> [TASK TO COMPLETE]:
Present the lines below as a numbered list, omitting any blank lines.
>> Start
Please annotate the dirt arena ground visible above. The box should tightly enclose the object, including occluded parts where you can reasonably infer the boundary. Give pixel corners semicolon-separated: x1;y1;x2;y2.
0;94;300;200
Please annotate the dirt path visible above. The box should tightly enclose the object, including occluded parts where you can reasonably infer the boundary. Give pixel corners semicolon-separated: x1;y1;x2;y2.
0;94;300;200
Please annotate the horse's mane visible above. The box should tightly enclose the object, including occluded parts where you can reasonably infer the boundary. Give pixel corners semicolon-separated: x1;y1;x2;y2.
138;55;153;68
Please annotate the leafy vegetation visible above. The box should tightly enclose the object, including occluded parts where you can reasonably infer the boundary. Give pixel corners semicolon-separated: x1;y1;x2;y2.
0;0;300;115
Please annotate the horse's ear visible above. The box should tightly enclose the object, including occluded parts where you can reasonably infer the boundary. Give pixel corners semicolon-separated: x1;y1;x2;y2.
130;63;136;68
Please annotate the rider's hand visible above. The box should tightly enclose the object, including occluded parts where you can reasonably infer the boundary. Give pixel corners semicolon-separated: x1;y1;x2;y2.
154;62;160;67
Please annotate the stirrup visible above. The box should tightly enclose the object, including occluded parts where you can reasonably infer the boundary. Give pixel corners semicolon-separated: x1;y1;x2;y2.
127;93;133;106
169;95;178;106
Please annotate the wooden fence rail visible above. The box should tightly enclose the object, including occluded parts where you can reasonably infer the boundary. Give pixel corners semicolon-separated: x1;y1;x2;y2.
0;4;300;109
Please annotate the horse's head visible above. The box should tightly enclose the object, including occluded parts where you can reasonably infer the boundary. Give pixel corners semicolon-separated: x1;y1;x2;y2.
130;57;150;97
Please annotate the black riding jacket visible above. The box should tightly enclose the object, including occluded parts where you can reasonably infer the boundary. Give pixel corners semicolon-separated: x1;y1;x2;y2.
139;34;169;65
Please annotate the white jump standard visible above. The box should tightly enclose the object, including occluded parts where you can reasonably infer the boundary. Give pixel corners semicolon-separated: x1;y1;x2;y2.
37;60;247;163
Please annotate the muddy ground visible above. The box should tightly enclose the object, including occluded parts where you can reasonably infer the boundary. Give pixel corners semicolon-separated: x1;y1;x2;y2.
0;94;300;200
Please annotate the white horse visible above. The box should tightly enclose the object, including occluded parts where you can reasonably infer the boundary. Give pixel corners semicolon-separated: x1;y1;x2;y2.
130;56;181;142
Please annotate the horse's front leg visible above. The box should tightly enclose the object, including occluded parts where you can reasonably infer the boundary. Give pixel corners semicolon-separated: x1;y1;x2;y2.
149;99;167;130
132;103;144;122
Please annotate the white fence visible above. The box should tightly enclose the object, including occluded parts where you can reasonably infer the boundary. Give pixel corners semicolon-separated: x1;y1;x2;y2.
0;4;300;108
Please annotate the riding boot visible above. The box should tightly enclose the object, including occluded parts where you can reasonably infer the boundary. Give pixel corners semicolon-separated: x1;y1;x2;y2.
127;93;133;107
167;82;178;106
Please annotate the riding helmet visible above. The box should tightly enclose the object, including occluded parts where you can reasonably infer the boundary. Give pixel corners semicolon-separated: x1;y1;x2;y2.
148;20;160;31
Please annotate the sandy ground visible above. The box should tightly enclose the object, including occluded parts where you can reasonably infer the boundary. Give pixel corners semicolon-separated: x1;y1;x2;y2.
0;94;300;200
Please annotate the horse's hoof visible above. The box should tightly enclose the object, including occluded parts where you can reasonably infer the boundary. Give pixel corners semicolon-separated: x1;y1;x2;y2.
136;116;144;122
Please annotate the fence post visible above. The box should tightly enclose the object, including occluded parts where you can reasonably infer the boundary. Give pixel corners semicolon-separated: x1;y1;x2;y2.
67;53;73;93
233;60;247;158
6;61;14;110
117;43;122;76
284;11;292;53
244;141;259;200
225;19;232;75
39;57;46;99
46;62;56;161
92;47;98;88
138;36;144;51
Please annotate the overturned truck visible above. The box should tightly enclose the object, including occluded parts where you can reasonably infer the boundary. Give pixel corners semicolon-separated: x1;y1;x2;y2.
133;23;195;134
>> End
> [ANSWER TO THE PROBLEM]:
1. Please annotate the dirt arena ground visible above. The box should tightly enclose the object, including occluded parts where you can reasonably infer the boundary. Give pixel corners semicolon-separated: x1;y1;x2;y2.
2. 0;94;300;200
3. Please annotate the dirt path visible above. The box should tightly enclose the object, including occluded parts where you can reasonably infer the boundary. Give pixel corners semicolon-separated: x1;y1;x2;y2.
4. 0;94;300;200
5. Please annotate the horse's mane visible above. The box should tightly enclose the object, including occluded parts where you can reasonably infer the boundary. Give pixel corners semicolon-separated: x1;y1;x2;y2.
6. 138;55;153;68
7. Please annotate the leafy vegetation visible above. The box should tightly enclose the object, including occluded parts where you can reasonably infer the boundary. Give pixel corners semicolon-separated: x1;y1;x2;y2.
8. 0;0;300;115
9. Please annotate the horse's ear visible above. The box should tightly enclose the object, including occluded parts where you can reasonably infer the boundary. Give pixel corners semicolon-separated: x1;y1;x2;y2.
10. 130;63;136;68
11. Please annotate the rider's hand visible above. The box should tightly enclose the object, including occluded parts where you can reasonably infer the boundary. Give pixel corners semicolon-separated: x1;y1;x2;y2.
12. 154;62;160;67
13. Please annotate the stirrup visible above. The box should tightly enclose the object, including occluded parts where you can reasonably infer the boundary. Give pixel corners semicolon-separated: x1;y1;x2;y2.
14. 127;93;133;106
15. 169;95;178;106
16. Please annotate the wooden fence rail visible above. The box should tightly enclose the object, including occluded parts where you can reasonably infer the boundary. Give pixel corners semicolon-separated: x1;y1;x2;y2.
17. 0;4;300;109
18. Please annotate the horse's head visible above. The box should tightly enclose the object, including occluded parts where you can reasonably infer the boundary. Give pixel corners semicolon-separated: x1;y1;x2;y2.
19. 130;57;150;97
20. Please annotate the black riding jacket visible above. The box should tightly enclose the object, including occluded parts where you can reasonably infer the boundary. Give pixel corners semicolon-separated: x1;y1;x2;y2.
21. 139;34;169;65
22. Please annotate the white jump standard visible above. The box should tightly enclose the object, including occluded parts where you can reasonably infer the boundary. Give pixel corners semicolon-separated: x1;y1;x2;y2.
23. 37;60;247;163
24. Please annotate the muddy ground visible above. The box should tightly enclose the object, including occluded parts where you can reasonably infer the boundary. Give pixel corners semicolon-separated: x1;y1;x2;y2.
25. 0;94;300;200
26. Please annotate the white horse visible above. The box should tightly enclose the object, including occluded parts where you can reasonably infer the boundary. Give pixel corners semicolon-separated: x1;y1;x2;y2.
27. 130;56;181;142
28. Please annotate the horse's front leg visible above. The box should tightly enclose the object, including occluded parts where you can reasonably infer the boundary. Give pixel corners semicolon-separated: x1;y1;x2;y2.
29. 149;99;167;130
30. 132;103;144;122
31. Please annotate the white fence visible above. The box should tightly enclose the object, including occluded parts where you can reasonably infer the boundary. Give pixel corners semicolon-separated: x1;y1;x2;y2.
32. 0;4;300;108
33. Please annotate the riding boot visible above. The box should tightly enclose the object, including occluded parts where you can reasonably infer the boundary. Give pixel corners semicolon-separated: x1;y1;x2;y2.
34. 127;93;133;107
35. 167;82;178;106
36. Please annotate the riding helmet visible above. The box should tightly enclose the object, including occluded parts where you can reasonably infer the boundary. Give pixel corners semicolon-separated: x1;y1;x2;y2.
37. 148;20;160;31
38. Please annotate the sandy ground visible above. The box should tightly enclose the object, including occluded parts where you can reasonably infer the boundary. Give pixel corners semicolon-separated: x1;y1;x2;y2.
39. 0;94;300;200
40. Please annotate the horse's hoof visible above. The box should tightly enclose the object, including occluded parts where you can reasonably infer the boundary. Give pixel corners semicolon-separated: x1;y1;x2;y2.
41. 136;116;144;122
42. Please annotate the fence post visible above. The box should tightly enclose the object, including occluded parts where you can reasonably infer the boundary. Give pixel corners semicolon-separated: x1;y1;x2;y2.
43. 67;53;73;93
44. 233;60;247;158
45. 6;61;14;110
46. 117;43;122;76
47. 284;11;292;53
48. 244;141;259;200
49. 225;19;232;75
50. 39;57;46;99
51. 46;62;56;161
52. 92;47;98;88
53. 138;36;144;51
54. Please annotate the overturned truck visible above. The box should tightly enclose the object, including occluded parts where you can reasonably infer the boundary. Give pixel corners semicolon-separated: x1;y1;x2;y2.
55. 133;23;195;134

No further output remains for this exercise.